**WRITTEN REQUEST:** Could you reproduce every one of the records below word for word, keeping each line in its original order?

**INPUT ROWS:**
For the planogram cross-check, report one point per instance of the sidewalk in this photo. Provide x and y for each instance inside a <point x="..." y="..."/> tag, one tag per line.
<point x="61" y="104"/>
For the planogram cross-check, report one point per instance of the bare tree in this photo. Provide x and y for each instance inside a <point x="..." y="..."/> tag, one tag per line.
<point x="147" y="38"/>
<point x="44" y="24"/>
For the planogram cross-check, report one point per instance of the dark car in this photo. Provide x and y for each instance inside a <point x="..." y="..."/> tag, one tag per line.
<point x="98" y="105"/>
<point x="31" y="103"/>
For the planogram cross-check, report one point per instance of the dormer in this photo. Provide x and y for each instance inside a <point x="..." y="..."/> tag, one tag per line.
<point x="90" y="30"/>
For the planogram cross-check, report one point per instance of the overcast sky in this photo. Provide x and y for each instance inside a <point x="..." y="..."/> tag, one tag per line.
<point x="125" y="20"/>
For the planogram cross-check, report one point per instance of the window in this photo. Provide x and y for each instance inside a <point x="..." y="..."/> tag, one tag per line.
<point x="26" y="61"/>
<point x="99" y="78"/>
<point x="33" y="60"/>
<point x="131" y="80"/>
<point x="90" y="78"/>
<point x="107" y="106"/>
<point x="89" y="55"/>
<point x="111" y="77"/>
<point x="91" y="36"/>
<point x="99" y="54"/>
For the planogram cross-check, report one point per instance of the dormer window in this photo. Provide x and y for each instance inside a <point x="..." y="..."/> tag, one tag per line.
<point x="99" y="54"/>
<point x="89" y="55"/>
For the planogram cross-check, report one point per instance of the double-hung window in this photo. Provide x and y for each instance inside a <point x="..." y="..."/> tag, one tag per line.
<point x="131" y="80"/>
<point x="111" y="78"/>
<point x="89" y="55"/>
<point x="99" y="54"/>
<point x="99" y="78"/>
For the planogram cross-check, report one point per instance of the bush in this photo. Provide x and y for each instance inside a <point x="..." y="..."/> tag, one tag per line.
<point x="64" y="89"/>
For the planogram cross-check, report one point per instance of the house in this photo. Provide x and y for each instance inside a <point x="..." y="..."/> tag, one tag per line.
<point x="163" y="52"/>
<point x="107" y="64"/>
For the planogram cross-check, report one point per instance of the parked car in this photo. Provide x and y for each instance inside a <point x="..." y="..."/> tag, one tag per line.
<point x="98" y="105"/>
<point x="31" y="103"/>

**TASK SOLUTION:**
For the planogram cross-check, report one point per instance of the sidewalk in this photo. Provide x and y for each instance inside a <point x="..." y="..."/> tag, one tag per line.
<point x="61" y="104"/>
For the planogram cross-check, report one point per instance of the bare tree in this photo. Provide x and y for each instance inside a <point x="..." y="..."/> tag, one tag per line.
<point x="147" y="38"/>
<point x="44" y="24"/>
For the planogram cross-check, report one point per instance of the dark car in this photo. Provide x and y for each instance inside a <point x="..." y="..."/> tag, one tag per line.
<point x="98" y="105"/>
<point x="31" y="103"/>
For the planogram cross-check, report one point per instance of the dormer in this photo. Provide x and y for each instance inside a <point x="..." y="..."/> tag, one tag per line.
<point x="90" y="30"/>
For the planogram cross-check, report one point per instance of the overcast sky in this photo. Provide x and y for each instance inside a <point x="..." y="..."/> tag, one tag per line.
<point x="125" y="20"/>
For the planogram cross-check, report one point per instance of the window in this photo. Provide x and y for each instance inside a <point x="..." y="..."/> tag, one tag per line.
<point x="26" y="61"/>
<point x="99" y="78"/>
<point x="33" y="60"/>
<point x="131" y="80"/>
<point x="90" y="78"/>
<point x="107" y="106"/>
<point x="89" y="55"/>
<point x="111" y="77"/>
<point x="91" y="36"/>
<point x="99" y="54"/>
For the planogram cross-check, report one point per instance of the dormer window in this photo. Provide x and y for each instance inside a <point x="..." y="..."/> tag, one tag per line.
<point x="99" y="54"/>
<point x="89" y="55"/>
For the planogram cross-check, report one point per instance of the double-hung window in this photo. Provide x and y for each instance inside a <point x="..." y="..."/> tag, one tag per line.
<point x="131" y="80"/>
<point x="111" y="78"/>
<point x="89" y="55"/>
<point x="99" y="54"/>
<point x="99" y="78"/>
For the planogram cross-check, report one point per instance of the bush in this photo. Provide x and y for each instance inside a <point x="..." y="..."/> tag, one tag per line.
<point x="64" y="89"/>
For the planogram cross-check, report one point per instance of the house in this photo. Provide x and y for each instance inside a <point x="..." y="..."/> tag, one tag per line.
<point x="163" y="52"/>
<point x="107" y="64"/>
For the planogram cross-check, report one point per instance of the parked car in this photo. Provide x and y for each instance inside a <point x="..." y="..."/> tag, one tag per line.
<point x="98" y="105"/>
<point x="31" y="103"/>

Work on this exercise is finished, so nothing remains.